-- PROBLEM --
Give every line of the data again, unchanged, but with no pictures.

-- RECORDS PROVIDED --
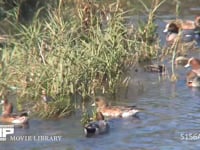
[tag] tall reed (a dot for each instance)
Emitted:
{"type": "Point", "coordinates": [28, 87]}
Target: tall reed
{"type": "Point", "coordinates": [69, 53]}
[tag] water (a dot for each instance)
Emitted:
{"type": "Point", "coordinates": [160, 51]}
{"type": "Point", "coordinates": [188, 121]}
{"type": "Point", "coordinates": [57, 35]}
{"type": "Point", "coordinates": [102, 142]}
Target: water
{"type": "Point", "coordinates": [171, 113]}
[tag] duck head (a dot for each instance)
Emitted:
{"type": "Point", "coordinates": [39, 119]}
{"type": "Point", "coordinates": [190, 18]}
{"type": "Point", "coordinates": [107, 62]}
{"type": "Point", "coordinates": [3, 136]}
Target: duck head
{"type": "Point", "coordinates": [91, 129]}
{"type": "Point", "coordinates": [100, 102]}
{"type": "Point", "coordinates": [197, 21]}
{"type": "Point", "coordinates": [171, 27]}
{"type": "Point", "coordinates": [194, 63]}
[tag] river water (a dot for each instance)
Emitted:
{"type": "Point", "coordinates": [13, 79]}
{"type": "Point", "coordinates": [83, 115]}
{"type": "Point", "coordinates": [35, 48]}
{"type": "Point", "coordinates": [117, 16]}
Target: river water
{"type": "Point", "coordinates": [171, 113]}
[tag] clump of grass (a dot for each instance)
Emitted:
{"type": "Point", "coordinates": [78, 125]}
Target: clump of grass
{"type": "Point", "coordinates": [68, 53]}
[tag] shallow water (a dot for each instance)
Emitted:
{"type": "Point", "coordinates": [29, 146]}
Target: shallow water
{"type": "Point", "coordinates": [171, 112]}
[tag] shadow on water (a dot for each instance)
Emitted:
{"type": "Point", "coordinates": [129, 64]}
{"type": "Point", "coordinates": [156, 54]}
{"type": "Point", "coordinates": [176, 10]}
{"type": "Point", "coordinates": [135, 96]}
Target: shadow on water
{"type": "Point", "coordinates": [171, 111]}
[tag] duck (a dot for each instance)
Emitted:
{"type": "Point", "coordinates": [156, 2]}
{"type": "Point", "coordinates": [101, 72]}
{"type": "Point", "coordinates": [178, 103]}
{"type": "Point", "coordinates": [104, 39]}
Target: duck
{"type": "Point", "coordinates": [195, 65]}
{"type": "Point", "coordinates": [192, 79]}
{"type": "Point", "coordinates": [189, 30]}
{"type": "Point", "coordinates": [21, 118]}
{"type": "Point", "coordinates": [100, 126]}
{"type": "Point", "coordinates": [155, 68]}
{"type": "Point", "coordinates": [114, 111]}
{"type": "Point", "coordinates": [181, 60]}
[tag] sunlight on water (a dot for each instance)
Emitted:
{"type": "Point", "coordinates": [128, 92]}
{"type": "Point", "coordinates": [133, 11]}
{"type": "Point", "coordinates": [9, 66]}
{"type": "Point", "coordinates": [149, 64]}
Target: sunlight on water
{"type": "Point", "coordinates": [170, 120]}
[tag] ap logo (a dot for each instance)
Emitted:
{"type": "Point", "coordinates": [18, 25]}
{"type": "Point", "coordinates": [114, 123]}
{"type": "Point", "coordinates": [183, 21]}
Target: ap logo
{"type": "Point", "coordinates": [5, 130]}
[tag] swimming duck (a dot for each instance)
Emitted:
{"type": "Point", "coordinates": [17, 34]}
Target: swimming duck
{"type": "Point", "coordinates": [190, 30]}
{"type": "Point", "coordinates": [173, 29]}
{"type": "Point", "coordinates": [181, 60]}
{"type": "Point", "coordinates": [195, 64]}
{"type": "Point", "coordinates": [100, 126]}
{"type": "Point", "coordinates": [114, 111]}
{"type": "Point", "coordinates": [155, 68]}
{"type": "Point", "coordinates": [192, 79]}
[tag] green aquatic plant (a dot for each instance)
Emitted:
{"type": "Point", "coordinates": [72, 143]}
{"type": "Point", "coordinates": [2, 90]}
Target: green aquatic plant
{"type": "Point", "coordinates": [69, 53]}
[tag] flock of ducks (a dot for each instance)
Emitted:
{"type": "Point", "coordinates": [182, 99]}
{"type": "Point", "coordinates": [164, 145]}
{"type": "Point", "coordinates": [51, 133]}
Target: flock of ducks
{"type": "Point", "coordinates": [186, 30]}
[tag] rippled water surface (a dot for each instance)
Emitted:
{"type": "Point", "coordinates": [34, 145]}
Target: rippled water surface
{"type": "Point", "coordinates": [171, 112]}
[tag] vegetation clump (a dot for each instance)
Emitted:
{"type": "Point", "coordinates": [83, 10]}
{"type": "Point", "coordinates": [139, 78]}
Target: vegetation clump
{"type": "Point", "coordinates": [73, 54]}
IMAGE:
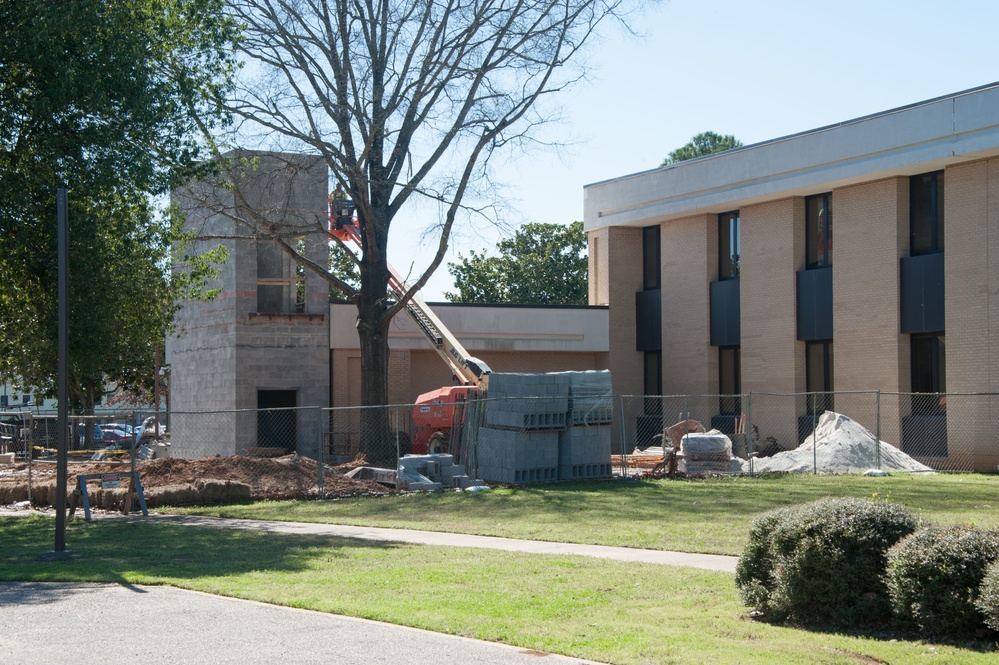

-- FINISHED TASK --
[tag] tall reed (a dot for each instance)
Emitted:
{"type": "Point", "coordinates": [28, 87]}
Target: tall reed
{"type": "Point", "coordinates": [69, 53]}
[tag] water (a dot for each instance)
Emitted:
{"type": "Point", "coordinates": [160, 51]}
{"type": "Point", "coordinates": [188, 121]}
{"type": "Point", "coordinates": [57, 35]}
{"type": "Point", "coordinates": [102, 142]}
Target: water
{"type": "Point", "coordinates": [171, 113]}
[tag] duck head (a dot for each instance)
Emitted:
{"type": "Point", "coordinates": [39, 119]}
{"type": "Point", "coordinates": [190, 18]}
{"type": "Point", "coordinates": [107, 62]}
{"type": "Point", "coordinates": [3, 136]}
Target: duck head
{"type": "Point", "coordinates": [91, 129]}
{"type": "Point", "coordinates": [100, 102]}
{"type": "Point", "coordinates": [197, 21]}
{"type": "Point", "coordinates": [171, 27]}
{"type": "Point", "coordinates": [194, 63]}
[tag] river water (a dot for each instance)
Emitted:
{"type": "Point", "coordinates": [13, 79]}
{"type": "Point", "coordinates": [83, 115]}
{"type": "Point", "coordinates": [35, 48]}
{"type": "Point", "coordinates": [117, 16]}
Target: river water
{"type": "Point", "coordinates": [171, 113]}
[tag] clump of grass (a dot for each instance)
Emitted:
{"type": "Point", "coordinates": [78, 125]}
Target: clump of grass
{"type": "Point", "coordinates": [68, 53]}
[tag] shallow water (a dot for each instance)
Emitted:
{"type": "Point", "coordinates": [29, 146]}
Target: shallow water
{"type": "Point", "coordinates": [171, 112]}
[tag] shadow on water (a dot for each instance)
Emitted:
{"type": "Point", "coordinates": [129, 64]}
{"type": "Point", "coordinates": [156, 54]}
{"type": "Point", "coordinates": [176, 10]}
{"type": "Point", "coordinates": [135, 96]}
Target: shadow on water
{"type": "Point", "coordinates": [171, 111]}
[tag] duck (a dot for each instance)
Emitted:
{"type": "Point", "coordinates": [156, 2]}
{"type": "Point", "coordinates": [101, 72]}
{"type": "Point", "coordinates": [178, 103]}
{"type": "Point", "coordinates": [104, 39]}
Target: duck
{"type": "Point", "coordinates": [195, 65]}
{"type": "Point", "coordinates": [192, 79]}
{"type": "Point", "coordinates": [189, 30]}
{"type": "Point", "coordinates": [21, 118]}
{"type": "Point", "coordinates": [100, 126]}
{"type": "Point", "coordinates": [155, 68]}
{"type": "Point", "coordinates": [114, 111]}
{"type": "Point", "coordinates": [181, 60]}
[tag] sunlight on water (a dot for each instance)
Emitted:
{"type": "Point", "coordinates": [128, 92]}
{"type": "Point", "coordinates": [133, 11]}
{"type": "Point", "coordinates": [9, 66]}
{"type": "Point", "coordinates": [149, 64]}
Target: sunlight on water
{"type": "Point", "coordinates": [170, 120]}
[tag] ap logo (a dot for each instance)
Emitted:
{"type": "Point", "coordinates": [18, 25]}
{"type": "Point", "coordinates": [114, 123]}
{"type": "Point", "coordinates": [183, 21]}
Target: ap logo
{"type": "Point", "coordinates": [5, 130]}
[tag] swimming duck (a dot for each instance)
Emitted:
{"type": "Point", "coordinates": [17, 34]}
Target: swimming duck
{"type": "Point", "coordinates": [190, 30]}
{"type": "Point", "coordinates": [173, 29]}
{"type": "Point", "coordinates": [181, 60]}
{"type": "Point", "coordinates": [195, 64]}
{"type": "Point", "coordinates": [100, 126]}
{"type": "Point", "coordinates": [114, 111]}
{"type": "Point", "coordinates": [155, 68]}
{"type": "Point", "coordinates": [192, 79]}
[tag] green aquatic plant (a dot for each instance)
Emitted:
{"type": "Point", "coordinates": [72, 143]}
{"type": "Point", "coordinates": [2, 90]}
Target: green aquatic plant
{"type": "Point", "coordinates": [69, 53]}
[tag] flock of ducks (a dot for each instance)
Emitted:
{"type": "Point", "coordinates": [182, 99]}
{"type": "Point", "coordinates": [164, 145]}
{"type": "Point", "coordinates": [51, 133]}
Target: flock of ducks
{"type": "Point", "coordinates": [186, 30]}
[tag] rippled water surface (a dot for each instance)
Emitted:
{"type": "Point", "coordinates": [34, 145]}
Target: rippled water surface
{"type": "Point", "coordinates": [171, 112]}
[tag] vegetation clump (a dot for each instance)
Emitted:
{"type": "Point", "coordinates": [83, 10]}
{"type": "Point", "coordinates": [139, 78]}
Target: vegetation clump
{"type": "Point", "coordinates": [73, 54]}
IMAGE:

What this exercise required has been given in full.